● Work task
Copy out the lines of the records below, and only those lines, from the one with "Target: duckling walking" through the one with "Target: green tree foliage", exactly as they appear.

Start of Input data

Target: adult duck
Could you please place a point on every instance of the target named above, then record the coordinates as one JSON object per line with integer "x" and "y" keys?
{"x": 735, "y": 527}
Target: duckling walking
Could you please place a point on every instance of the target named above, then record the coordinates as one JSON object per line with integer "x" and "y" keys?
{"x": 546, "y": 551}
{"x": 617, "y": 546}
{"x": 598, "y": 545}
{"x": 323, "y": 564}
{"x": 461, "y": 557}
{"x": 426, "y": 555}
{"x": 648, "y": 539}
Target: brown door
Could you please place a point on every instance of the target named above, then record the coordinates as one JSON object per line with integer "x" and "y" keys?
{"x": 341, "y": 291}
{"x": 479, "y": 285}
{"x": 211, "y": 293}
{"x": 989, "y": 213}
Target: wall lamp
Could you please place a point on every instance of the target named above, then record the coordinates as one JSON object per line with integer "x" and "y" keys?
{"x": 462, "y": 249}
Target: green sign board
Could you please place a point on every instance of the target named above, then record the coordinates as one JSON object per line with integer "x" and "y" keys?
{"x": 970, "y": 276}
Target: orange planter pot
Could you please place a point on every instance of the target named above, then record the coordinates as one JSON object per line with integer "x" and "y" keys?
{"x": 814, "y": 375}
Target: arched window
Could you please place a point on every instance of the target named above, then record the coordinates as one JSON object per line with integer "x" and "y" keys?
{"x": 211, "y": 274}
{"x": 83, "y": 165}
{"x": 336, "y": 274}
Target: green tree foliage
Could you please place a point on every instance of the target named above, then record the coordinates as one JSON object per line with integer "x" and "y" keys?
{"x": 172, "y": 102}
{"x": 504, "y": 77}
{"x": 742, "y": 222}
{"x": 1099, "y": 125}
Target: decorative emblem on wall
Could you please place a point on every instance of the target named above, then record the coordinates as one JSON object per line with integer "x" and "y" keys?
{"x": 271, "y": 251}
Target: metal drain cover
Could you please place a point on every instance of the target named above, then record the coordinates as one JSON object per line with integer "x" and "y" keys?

End of Input data

● Response area
Target: duckling walking
Could you please place a point on every instance of the target named above, then record the coordinates as one JSON object per line with integer "x" and "y" keys?
{"x": 546, "y": 551}
{"x": 617, "y": 546}
{"x": 598, "y": 545}
{"x": 323, "y": 564}
{"x": 461, "y": 557}
{"x": 426, "y": 555}
{"x": 648, "y": 539}
Target: brown door
Could you please place a point on every instance of the target named above, then record the coordinates as one JSON object per line with integer "x" and "y" keys?
{"x": 341, "y": 291}
{"x": 479, "y": 285}
{"x": 211, "y": 293}
{"x": 989, "y": 213}
Target: wall lamp
Could you please place a point on every instance of the target named above, then record the coordinates as one JSON object per line with integer "x" and "y" keys?
{"x": 462, "y": 249}
Target: green sign board
Could you please place a point on every instance of the target named above, then record the coordinates as one JSON object per line with integer "x" and "y" keys?
{"x": 970, "y": 276}
Target: orange planter pot
Could you please place a point on every instance of the target named above, then record the coordinates as one JSON object per line with integer "x" and "y" keys?
{"x": 814, "y": 375}
Target: arched window
Could you please place a point on every instance of the target named above, then record the coordinates as one JSON object per line with integer "x" and "y" keys?
{"x": 211, "y": 274}
{"x": 83, "y": 165}
{"x": 336, "y": 274}
Target: green tree foliage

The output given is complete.